───── Source

Oval sections in the facade will allow more light to penetrate into the Cinema’s foyer than traditional circular sections

The use of concrete filled oval sections for the construction of a cinema’s facade not only allowed for an airy and light open area but also provided the client with the required two-hour fire rating.

FACT FILE: Site 13A, Paradise Street Development, Liverpool One

Main client: Grosvenor Estates
Architect: BDP
Structural engineer: Waterman Structures
Main contractor: Laing O’Rourke
Steelwork contractor: William Hare

The £900M Grosvenor Liverpool One retail-led regeneration scheme, rapidly transforming the city’s heart and skyline, is unique both in scale and approach. The development will create six distinct retail districts incorporating leisure and residential opportunities, each with its own character and all based on an existing street layout.

The main leisure anchor of the project is a 14-screen Odeon Cinema which comprises of a 25m-high three-storey steel-framed structure clad in copper and stainless steel, housing the two level cinema, which is constructed upon a terracota clad 13m-high retail base.

──────────

• _Given exercise_
Write out the whole Liverpool One cinema text above, word for word. The entries after this point are separate material, unrelated to the text above.

───── Material shown

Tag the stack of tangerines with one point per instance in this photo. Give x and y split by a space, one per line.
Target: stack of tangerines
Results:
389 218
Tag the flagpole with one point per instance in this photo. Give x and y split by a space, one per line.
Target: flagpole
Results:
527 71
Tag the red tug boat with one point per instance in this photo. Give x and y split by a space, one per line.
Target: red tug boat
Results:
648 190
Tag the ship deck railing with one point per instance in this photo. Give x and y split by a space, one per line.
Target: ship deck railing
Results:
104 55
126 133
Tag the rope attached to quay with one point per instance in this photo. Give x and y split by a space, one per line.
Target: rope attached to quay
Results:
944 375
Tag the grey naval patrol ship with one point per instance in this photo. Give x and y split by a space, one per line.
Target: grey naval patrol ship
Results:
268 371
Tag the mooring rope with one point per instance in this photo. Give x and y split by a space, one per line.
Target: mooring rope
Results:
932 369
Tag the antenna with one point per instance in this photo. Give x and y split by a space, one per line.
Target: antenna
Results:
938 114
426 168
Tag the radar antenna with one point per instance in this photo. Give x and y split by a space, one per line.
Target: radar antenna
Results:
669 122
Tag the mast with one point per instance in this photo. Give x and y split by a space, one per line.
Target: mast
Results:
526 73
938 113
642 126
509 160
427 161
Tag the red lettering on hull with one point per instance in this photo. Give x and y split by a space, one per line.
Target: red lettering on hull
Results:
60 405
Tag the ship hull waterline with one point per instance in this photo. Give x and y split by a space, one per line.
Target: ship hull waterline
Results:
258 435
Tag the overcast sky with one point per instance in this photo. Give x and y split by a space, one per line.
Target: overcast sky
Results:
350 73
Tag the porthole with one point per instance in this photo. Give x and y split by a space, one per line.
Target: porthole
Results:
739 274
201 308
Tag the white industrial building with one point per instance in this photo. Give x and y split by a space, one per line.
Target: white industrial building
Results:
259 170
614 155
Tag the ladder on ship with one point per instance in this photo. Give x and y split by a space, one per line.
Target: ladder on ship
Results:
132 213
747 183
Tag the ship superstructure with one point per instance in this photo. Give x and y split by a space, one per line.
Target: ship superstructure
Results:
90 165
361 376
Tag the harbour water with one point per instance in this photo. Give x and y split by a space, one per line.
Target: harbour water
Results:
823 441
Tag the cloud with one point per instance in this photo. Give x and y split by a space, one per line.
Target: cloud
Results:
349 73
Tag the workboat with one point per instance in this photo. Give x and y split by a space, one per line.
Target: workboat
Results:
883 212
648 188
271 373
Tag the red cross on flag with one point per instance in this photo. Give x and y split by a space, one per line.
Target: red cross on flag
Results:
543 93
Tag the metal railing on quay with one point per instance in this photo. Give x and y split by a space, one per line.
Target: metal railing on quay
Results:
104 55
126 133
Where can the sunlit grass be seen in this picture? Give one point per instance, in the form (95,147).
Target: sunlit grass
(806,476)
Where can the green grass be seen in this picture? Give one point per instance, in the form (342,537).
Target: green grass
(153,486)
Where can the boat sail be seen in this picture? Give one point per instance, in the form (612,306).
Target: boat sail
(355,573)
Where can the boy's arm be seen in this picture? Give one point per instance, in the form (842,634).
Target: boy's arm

──────────

• _Result of this exercise_
Oval sections in the facade will allow more light to penetrate into the Cinema’s foyer than traditional circular sections

The use of concrete filled oval sections for the construction of a cinema’s facade not only allowed for an airy and light open area but also provided the client with the required two-hour fire rating.

FACT FILE: Site 13A, Paradise Street Development, Liverpool One

Main client: Grosvenor Estates
Architect: BDP
Structural engineer: Waterman Structures
Main contractor: Laing O’Rourke
Steelwork contractor: William Hare

The £900M Grosvenor Liverpool One retail-led regeneration scheme, rapidly transforming the city’s heart and skyline, is unique both in scale and approach. The development will create six distinct retail districts incorporating leisure and residential opportunities, each with its own character and all based on an existing street layout.

The main leisure anchor of the project is a 14-screen Odeon Cinema which comprises of a 25m-high three-storey steel-framed structure clad in copper and stainless steel, housing the two level cinema, which is constructed upon a terracota clad 13m-high retail base.